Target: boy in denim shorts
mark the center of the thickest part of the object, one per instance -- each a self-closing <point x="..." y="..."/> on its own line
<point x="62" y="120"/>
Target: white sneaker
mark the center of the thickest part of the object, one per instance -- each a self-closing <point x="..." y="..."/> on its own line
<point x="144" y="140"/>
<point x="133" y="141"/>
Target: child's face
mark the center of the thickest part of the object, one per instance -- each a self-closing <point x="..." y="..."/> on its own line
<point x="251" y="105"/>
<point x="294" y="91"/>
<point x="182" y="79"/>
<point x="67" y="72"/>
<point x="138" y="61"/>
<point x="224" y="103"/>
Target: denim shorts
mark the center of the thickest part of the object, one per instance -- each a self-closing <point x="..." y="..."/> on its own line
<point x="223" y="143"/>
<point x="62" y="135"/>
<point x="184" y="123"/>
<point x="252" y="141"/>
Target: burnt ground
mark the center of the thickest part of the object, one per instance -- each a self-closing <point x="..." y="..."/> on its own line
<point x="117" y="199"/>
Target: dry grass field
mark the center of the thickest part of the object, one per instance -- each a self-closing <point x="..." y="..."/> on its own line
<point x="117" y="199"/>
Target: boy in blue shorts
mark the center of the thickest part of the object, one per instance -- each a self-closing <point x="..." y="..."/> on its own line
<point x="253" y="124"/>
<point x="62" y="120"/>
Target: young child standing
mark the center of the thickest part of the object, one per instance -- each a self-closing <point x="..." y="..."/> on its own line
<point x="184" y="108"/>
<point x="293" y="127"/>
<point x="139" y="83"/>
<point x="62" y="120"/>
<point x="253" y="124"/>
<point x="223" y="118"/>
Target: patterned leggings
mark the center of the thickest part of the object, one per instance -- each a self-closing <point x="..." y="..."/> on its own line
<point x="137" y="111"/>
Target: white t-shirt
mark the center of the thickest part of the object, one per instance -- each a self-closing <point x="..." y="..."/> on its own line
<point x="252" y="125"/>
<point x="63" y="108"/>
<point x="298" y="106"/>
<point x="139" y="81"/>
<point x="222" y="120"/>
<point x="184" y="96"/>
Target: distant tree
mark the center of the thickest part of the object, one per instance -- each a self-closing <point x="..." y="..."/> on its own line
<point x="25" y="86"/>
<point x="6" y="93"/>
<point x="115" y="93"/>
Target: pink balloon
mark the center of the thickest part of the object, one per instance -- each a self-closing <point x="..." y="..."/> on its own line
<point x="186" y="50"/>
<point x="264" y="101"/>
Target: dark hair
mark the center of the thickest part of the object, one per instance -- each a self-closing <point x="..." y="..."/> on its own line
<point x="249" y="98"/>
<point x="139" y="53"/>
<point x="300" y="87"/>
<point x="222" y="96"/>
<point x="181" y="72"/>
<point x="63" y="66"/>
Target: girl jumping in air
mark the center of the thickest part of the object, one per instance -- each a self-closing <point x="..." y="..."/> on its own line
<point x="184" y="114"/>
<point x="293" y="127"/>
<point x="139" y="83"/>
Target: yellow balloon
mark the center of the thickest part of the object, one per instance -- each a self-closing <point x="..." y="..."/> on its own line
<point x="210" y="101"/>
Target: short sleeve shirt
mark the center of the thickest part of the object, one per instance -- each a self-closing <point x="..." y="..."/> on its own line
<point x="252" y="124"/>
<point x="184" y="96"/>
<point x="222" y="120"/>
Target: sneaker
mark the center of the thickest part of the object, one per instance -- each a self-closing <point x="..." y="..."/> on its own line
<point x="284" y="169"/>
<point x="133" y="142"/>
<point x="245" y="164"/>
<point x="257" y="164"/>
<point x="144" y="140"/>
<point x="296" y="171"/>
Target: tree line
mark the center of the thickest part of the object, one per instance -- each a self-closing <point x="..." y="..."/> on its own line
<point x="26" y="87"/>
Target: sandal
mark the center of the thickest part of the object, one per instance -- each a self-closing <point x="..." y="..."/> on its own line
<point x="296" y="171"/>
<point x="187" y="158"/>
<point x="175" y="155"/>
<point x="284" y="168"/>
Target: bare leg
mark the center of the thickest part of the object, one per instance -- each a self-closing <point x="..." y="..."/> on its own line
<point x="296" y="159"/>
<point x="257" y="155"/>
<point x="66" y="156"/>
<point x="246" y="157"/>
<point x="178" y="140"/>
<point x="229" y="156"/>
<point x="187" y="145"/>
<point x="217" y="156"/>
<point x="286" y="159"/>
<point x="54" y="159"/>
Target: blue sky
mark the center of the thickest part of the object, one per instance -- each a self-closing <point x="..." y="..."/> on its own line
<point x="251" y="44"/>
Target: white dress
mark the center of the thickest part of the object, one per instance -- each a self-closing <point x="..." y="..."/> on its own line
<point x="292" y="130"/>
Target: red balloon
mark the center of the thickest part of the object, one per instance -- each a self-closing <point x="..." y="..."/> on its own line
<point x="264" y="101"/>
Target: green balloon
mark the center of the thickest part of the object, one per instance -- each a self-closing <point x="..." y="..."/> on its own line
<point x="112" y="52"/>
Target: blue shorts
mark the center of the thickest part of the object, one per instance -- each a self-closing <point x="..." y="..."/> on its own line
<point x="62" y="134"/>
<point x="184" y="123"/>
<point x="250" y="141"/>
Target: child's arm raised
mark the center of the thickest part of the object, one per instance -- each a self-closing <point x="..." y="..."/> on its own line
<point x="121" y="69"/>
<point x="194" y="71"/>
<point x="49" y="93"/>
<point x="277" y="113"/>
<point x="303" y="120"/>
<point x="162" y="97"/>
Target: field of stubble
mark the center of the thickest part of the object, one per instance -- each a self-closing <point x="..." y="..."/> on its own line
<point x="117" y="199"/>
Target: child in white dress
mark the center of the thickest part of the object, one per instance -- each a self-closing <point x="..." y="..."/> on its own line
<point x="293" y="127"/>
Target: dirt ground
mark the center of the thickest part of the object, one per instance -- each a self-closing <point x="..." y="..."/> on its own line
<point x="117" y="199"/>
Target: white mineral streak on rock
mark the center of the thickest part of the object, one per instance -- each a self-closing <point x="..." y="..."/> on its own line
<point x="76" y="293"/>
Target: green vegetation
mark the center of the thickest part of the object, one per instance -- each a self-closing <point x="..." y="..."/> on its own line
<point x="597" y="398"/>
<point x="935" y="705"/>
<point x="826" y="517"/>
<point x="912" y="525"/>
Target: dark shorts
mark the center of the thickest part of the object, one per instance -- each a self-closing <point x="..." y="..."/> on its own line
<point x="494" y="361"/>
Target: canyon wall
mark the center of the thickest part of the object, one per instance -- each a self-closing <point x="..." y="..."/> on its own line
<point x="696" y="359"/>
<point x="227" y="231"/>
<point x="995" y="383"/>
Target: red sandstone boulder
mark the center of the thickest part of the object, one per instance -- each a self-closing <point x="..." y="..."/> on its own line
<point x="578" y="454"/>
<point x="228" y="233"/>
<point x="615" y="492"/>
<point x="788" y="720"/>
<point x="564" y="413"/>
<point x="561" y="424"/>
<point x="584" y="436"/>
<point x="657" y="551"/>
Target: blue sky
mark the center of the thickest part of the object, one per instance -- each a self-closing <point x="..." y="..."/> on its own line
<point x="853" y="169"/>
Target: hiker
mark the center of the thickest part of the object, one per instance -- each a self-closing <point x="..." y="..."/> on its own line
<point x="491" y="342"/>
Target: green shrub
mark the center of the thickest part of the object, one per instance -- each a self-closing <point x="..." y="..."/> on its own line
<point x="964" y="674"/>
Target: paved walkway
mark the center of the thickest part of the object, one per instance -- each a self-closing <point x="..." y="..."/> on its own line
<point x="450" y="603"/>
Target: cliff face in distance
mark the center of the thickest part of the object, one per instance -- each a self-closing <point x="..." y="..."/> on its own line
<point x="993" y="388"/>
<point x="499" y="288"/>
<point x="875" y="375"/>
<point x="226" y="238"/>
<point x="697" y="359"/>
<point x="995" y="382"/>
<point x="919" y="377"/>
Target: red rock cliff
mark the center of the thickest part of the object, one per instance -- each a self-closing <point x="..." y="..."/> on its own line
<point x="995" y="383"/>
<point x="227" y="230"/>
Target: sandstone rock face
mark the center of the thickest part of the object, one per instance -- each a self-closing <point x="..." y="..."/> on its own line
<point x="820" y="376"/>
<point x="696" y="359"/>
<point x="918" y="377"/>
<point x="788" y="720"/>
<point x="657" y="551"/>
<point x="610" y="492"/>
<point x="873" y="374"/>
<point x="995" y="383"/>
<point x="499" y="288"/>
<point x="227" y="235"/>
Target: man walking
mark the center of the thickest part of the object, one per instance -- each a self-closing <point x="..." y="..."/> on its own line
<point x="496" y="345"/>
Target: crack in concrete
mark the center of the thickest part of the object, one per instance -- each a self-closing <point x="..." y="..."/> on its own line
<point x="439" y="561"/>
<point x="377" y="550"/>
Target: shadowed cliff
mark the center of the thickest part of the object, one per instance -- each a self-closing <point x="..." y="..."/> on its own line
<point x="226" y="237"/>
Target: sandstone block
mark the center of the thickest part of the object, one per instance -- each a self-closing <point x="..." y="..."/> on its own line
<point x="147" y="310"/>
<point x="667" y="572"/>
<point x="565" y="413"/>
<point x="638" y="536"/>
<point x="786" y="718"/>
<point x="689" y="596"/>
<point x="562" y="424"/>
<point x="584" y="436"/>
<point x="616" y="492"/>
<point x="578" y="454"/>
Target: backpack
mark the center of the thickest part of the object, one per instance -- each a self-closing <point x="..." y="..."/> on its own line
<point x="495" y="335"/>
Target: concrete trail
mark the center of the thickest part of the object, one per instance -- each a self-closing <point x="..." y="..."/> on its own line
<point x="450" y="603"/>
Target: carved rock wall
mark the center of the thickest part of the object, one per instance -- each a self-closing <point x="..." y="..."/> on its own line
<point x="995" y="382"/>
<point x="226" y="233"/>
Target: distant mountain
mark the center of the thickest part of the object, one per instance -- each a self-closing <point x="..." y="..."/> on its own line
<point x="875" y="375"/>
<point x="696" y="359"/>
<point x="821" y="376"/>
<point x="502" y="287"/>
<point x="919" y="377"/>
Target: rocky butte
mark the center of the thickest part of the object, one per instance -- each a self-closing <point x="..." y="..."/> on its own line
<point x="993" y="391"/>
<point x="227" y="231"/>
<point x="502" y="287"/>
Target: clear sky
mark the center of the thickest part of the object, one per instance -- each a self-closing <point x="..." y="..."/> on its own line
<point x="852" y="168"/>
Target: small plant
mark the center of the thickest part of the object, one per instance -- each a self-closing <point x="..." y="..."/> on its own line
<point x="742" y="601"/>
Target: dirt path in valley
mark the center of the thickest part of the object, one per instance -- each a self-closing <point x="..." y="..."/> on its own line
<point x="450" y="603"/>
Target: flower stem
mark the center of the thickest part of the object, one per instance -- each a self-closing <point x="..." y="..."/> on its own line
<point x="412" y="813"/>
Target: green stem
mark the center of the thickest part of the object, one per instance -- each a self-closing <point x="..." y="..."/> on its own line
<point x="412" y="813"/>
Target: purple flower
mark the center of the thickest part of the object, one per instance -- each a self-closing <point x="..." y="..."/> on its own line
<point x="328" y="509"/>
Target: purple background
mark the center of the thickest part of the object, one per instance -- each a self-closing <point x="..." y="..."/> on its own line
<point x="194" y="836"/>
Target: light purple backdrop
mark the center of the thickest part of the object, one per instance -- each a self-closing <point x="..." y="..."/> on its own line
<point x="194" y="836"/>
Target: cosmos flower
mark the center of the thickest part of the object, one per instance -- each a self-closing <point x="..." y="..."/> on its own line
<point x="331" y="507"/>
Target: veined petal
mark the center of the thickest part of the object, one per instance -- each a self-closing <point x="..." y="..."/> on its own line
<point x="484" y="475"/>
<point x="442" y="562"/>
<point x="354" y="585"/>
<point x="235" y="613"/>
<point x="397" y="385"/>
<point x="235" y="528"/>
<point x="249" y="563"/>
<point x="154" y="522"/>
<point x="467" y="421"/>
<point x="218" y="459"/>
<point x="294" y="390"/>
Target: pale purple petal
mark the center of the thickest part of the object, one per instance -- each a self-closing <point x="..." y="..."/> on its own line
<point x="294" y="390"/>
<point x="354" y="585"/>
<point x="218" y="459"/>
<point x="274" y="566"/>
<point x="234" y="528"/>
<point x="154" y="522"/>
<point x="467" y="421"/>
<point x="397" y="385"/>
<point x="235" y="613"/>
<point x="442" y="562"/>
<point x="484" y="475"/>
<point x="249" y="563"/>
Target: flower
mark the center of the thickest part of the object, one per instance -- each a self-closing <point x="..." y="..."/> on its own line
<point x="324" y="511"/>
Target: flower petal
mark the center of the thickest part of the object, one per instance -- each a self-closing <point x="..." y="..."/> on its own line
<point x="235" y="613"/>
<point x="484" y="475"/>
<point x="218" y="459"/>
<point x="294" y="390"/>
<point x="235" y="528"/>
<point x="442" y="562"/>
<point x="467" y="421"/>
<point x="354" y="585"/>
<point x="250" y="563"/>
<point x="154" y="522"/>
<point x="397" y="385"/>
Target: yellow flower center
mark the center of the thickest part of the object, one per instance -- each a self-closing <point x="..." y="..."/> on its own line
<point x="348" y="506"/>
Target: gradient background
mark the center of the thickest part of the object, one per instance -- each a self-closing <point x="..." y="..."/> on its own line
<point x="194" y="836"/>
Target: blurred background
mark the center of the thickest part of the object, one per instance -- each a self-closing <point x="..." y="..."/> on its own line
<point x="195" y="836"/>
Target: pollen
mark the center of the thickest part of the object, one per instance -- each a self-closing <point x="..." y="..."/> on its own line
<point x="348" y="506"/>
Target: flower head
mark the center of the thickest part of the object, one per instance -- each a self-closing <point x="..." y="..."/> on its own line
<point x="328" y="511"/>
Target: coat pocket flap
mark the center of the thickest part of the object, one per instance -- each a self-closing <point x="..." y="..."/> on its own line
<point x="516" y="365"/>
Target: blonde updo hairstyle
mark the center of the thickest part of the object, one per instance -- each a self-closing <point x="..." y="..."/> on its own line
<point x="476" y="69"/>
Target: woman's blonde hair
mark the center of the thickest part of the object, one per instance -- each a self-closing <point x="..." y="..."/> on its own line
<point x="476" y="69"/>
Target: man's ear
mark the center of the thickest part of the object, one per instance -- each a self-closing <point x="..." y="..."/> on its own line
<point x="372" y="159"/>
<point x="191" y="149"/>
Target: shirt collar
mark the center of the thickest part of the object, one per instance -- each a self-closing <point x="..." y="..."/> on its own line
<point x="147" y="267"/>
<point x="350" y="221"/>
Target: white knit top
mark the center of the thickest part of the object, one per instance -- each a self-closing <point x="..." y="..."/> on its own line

**To do:** Rewrite the material from the line containing "Target: white knit top" through the end, substituting "cotton" for "knit" and leaving everything else unchanged.

**Exercise output:**
Target: white cotton top
mark the center of the thickest part of the object, one per instance -- each a self-closing <point x="..." y="..."/> on its own line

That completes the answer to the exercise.